On January 26, 2009, Stephenson filed suit [1] against Citco Europe, Citco Canada, their parent Citco Group Limited (collectively “Citco”), and PWC alleging claims under New York law for breach of fiduciary duty against Citco and for gross negligence and breach of contract against Citco and PWC. On June 29, 2009, Stephenson filed an amended complaint [36] which he corrected [37] on July 2, 2009. The amended complaint alleged seven claims under New York law: breach of fiduciary duty and gross negligence against Citco, professional malpractice and fraud against PWC, and breach of contract and aiding and abetting fiduciary duty against both Citco and PWC. Stephenson’s fraud claim alleged that Greenwich Sentry’s financial statements were not prepared in accordance with GAAP and GAAS and that PWC’s unqualified opinion to the contrary was false.

In a memorandum opinion and order dated March 31, 2010, the Court dismissed Stephenson’s complaint in its entirety. See Stephenson v. Citco Group Ltd., 700 F.Supp.2d 599 (S.D.N.Y.2010) (“Stephenson I”). The Court held that Stephenson’s contract, fiduciary duty, and aiding and abetting claims were derivative, see id. at 610-611, and could not be brought by Stephenson directly and that his fiduciary duty, gross negligence, professional malpractice, and aiding and abetting claims were preempted by the Martin Act. See id. at 618. The Court dismissed these claims with prejudice. See id. at 624.

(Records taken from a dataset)
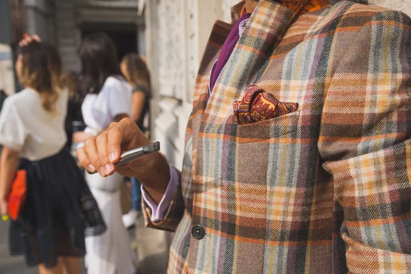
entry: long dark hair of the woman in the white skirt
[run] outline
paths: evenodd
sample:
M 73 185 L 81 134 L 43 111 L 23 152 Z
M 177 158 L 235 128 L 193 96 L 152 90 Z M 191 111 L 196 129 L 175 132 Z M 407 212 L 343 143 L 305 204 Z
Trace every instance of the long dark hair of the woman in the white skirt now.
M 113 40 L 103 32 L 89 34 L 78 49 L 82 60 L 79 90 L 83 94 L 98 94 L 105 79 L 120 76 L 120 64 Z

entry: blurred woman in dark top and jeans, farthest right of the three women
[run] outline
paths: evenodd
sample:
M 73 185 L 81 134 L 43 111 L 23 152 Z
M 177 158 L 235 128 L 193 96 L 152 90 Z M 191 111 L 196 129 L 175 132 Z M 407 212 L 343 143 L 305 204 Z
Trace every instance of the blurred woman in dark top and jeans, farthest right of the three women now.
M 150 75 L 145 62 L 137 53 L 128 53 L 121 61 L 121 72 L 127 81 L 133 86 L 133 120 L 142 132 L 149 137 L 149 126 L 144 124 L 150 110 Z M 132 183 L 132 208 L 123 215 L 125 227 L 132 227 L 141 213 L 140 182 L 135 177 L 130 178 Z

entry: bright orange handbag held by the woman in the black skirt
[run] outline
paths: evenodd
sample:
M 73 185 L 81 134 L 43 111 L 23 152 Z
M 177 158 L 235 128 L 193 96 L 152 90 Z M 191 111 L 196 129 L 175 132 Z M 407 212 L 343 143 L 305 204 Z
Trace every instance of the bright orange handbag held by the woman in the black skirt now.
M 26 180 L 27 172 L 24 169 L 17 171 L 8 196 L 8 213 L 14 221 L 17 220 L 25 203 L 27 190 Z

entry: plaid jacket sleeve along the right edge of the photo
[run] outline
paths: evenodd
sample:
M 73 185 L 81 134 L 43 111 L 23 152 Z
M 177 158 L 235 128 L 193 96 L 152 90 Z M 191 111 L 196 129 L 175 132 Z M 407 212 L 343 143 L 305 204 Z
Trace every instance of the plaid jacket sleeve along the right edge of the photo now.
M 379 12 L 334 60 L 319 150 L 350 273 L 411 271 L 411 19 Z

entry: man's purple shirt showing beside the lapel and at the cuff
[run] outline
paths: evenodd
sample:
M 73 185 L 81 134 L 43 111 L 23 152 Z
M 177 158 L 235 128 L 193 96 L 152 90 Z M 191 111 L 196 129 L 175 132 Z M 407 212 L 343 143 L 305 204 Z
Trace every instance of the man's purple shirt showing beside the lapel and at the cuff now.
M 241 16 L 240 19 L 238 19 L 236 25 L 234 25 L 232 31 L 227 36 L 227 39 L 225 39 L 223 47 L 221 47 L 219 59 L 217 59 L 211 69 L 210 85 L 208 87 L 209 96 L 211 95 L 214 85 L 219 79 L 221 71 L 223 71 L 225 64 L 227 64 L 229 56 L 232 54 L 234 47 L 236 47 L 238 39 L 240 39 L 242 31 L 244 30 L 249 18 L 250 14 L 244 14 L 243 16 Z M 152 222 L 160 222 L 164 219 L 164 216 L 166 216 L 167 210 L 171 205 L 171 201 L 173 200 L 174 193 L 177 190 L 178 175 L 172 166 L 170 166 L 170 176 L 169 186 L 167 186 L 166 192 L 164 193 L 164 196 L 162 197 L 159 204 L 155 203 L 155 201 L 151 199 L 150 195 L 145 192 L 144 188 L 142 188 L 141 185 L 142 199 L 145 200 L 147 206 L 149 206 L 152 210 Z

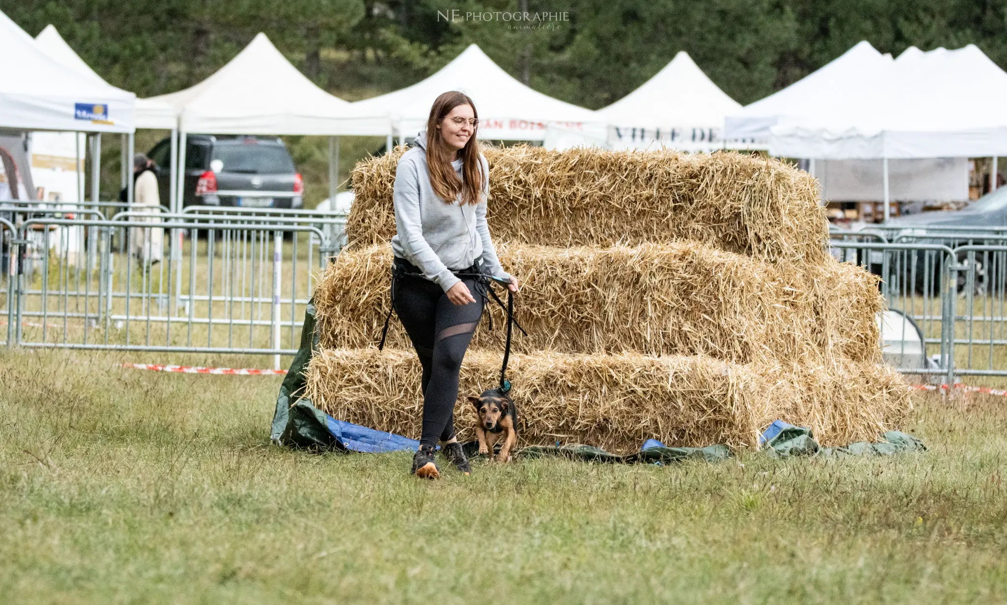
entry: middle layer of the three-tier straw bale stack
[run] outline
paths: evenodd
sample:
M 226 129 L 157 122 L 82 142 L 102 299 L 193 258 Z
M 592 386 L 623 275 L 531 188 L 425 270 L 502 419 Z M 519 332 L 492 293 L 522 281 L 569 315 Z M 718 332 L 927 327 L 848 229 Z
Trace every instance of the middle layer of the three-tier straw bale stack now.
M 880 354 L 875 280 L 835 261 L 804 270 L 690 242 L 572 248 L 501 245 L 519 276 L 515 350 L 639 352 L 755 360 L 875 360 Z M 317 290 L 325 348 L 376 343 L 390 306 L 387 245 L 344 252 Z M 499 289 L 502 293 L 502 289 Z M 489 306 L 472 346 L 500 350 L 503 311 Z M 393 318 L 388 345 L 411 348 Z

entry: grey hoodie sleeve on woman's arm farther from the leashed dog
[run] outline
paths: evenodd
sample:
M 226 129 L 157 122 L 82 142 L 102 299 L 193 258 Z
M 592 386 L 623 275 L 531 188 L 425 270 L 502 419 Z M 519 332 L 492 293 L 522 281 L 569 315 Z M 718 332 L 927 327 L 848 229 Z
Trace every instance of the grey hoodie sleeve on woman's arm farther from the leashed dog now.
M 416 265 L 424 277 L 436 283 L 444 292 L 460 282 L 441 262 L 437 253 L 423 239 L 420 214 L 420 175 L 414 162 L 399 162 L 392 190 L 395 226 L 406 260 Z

--

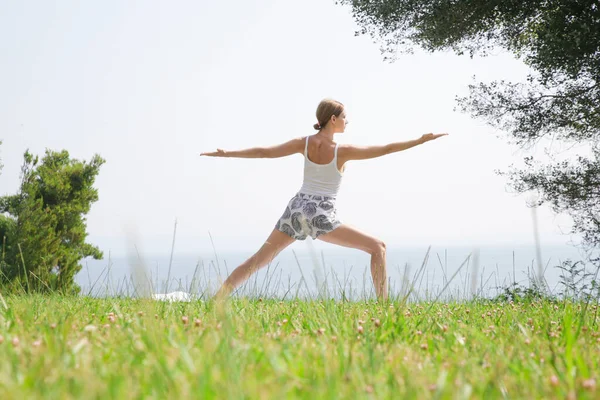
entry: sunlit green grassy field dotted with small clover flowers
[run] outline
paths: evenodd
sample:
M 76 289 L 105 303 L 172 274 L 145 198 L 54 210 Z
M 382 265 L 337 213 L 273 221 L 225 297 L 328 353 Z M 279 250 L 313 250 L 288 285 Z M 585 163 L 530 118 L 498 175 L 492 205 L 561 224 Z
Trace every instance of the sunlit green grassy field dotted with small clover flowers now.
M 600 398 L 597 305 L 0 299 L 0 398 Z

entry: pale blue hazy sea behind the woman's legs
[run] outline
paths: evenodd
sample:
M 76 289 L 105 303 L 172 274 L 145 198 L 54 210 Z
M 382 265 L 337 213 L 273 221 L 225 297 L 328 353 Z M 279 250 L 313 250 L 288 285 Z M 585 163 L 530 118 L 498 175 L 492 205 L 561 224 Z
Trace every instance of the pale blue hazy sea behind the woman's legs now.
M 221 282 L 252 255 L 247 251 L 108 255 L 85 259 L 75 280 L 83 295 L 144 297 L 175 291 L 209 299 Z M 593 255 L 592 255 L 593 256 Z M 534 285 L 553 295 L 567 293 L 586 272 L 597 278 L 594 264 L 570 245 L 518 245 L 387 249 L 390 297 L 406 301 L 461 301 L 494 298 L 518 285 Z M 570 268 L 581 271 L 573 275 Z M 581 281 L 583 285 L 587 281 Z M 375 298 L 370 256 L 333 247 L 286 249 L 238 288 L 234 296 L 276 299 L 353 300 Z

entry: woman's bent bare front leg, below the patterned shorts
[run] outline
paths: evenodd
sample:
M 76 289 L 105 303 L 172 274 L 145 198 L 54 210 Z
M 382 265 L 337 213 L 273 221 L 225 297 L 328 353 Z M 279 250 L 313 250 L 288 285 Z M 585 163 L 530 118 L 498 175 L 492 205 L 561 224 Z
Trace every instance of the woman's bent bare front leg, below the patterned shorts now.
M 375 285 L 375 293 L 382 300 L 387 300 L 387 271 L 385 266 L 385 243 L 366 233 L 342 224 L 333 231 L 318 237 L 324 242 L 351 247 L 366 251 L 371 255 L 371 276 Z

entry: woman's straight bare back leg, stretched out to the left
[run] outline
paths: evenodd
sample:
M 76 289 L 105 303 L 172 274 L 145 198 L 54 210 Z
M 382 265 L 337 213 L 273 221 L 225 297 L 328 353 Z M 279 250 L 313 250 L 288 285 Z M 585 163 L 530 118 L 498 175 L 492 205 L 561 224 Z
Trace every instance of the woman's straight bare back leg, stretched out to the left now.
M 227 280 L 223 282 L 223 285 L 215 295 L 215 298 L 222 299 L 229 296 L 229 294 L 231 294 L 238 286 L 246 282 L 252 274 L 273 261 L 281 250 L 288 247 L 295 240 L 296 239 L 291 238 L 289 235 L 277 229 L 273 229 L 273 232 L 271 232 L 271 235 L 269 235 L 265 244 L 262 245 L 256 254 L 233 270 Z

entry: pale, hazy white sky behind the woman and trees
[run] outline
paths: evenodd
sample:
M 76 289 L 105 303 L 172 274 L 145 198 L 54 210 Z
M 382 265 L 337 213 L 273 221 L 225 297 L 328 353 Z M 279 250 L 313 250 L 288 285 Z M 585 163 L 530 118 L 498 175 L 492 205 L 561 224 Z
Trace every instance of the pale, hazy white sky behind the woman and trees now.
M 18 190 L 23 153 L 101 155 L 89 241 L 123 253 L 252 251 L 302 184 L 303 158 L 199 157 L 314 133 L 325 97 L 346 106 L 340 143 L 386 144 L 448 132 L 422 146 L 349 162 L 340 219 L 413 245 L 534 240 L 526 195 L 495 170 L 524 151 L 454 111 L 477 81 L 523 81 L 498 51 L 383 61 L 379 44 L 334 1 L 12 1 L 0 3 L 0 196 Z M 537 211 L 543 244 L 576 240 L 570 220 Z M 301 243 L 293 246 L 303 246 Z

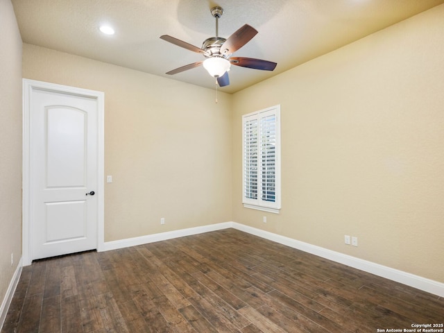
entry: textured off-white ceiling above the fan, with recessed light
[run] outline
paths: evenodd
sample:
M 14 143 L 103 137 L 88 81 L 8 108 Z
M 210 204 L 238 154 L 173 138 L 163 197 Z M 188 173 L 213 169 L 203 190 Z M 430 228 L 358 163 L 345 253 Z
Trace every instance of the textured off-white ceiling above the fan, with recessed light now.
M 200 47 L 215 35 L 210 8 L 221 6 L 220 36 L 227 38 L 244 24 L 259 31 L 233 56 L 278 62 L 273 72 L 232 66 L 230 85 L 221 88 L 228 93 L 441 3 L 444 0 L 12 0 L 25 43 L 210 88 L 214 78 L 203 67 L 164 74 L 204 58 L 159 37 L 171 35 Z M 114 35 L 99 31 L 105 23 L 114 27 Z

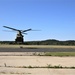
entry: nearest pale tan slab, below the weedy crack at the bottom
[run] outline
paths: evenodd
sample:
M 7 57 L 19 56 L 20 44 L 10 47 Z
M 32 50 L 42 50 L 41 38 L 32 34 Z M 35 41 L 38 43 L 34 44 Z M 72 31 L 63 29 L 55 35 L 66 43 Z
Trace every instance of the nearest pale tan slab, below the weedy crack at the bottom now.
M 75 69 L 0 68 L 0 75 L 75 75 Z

> USING THE INFORMATION:
1 - Rewrite the passage on Stephenson's lawsuit from "In a memorandum" up to and including "id. at 624.", putting "Securities Exchange Act" in place of "Martin Act".
2 - Answer these questions from the passage on Stephenson's lawsuit.
(a) On what date did Stephenson file his amended complaint?
(b) How many claims under New York law did the amended complaint allege?
(c) What is the date of the memorandum opinion and order that dismissed the complaint?

> RESULTS OF THE TASKS:
1 -
In a memorandum opinion and order dated March 31, 2010, the Court dismissed Stephenson’s complaint in its entirety. See Stephenson v. Citco Group Ltd., 700 F.Supp.2d 599 (S.D.N.Y.2010) (“Stephenson I”). The Court held that Stephenson’s contract, fiduciary duty, and aiding and abetting claims were derivative, see id. at 610-611, and could not be brought by Stephenson directly and that his fiduciary duty, gross negligence, professional malpractice, and aiding and abetting claims were preempted by the Securities Exchange Act. See id. at 618. The Court dismissed these claims with prejudice. See id. at 624.

2 -
(a) June 29, 2009
(b) Seven
(c) March 31, 2010